§ **Task requirements**
Pick up the court opinion on Stapling Machines' sales and use tax case right after its last sentence, and keep writing it in the same style.

§ **Page**
▬▬▬

Stapling Machines Co. v. Kirk

298 So. 2d 564 | Fla. Dist. Ct. App. | 1974

HOWELL, CHARLES COOK, Jr., Associate Judge.

Deeming it a forbiddingly formidable task to improve on the opinion of the *565court below, we take the liberty of simply setting forth the opinion in haec verba.1

“The sole question presented for adjudication in this case is the proper computation of sales and use taxes with respect to monies received by the plaintiff, Stapling Machines Co., from various lessees of machines owned by Stapling and leased to manufacturers of boxes. The facts are not in serious dispute.
“Stapling is the owner of numerous patents and is the manufacturer of machines that are used in the production of various types and kinds of boxes, which machines it leases to box manufacturers.

▬▬▬

§ **Data block**

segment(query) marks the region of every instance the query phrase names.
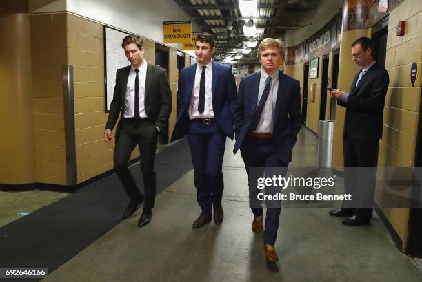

▬▬▬

§ **Exercise output**
“The leases are of a uniform style, and all are obviously drawn with great care. Insofar as pertinent here, the leases provide that Stapling will deliver machines ordered by lessees for the use of the lessees in the manufacture of boxes. The lessees agree to pay, upon delivery of the machines, a sum to be fixed by Stapling ‘not to exceed the reasonable cost of production of such machines.’ In addition, it is provided that
“ ‘Lessee agrees to pay to Lessor, in addition to the amounts hereinbefore provided to be paid by Lessee for the initial right to possess the machines leased hereunder, (a) sums of money equal to four per cent (4%) of the gross sales or fair market value, whichever is higher, of all ‘Rock Fastener’, ‘All-Bound’, and ‘James’ boxes made under this agreement, and (b) sums of money equal to two per cent (2%) of the gross sales or fair market value, whichever is higher, of all other boxes made under this agreement; and Lessee agrees to pay such sums as a royalty for the use of any or all of the patented inventions hereunder licensed to be used and/or as a rental for the use of any or all machines leased hereunder . . .’
“The leases provide that the machines shall at all times remain the property of the lessor. Provision is made for the proper care of the machines by the lessee, and for periodic accounting for the sales price of all boxes sold, so as to guarantee that the lessor will receive the proper payments based upon the lessee’s sales.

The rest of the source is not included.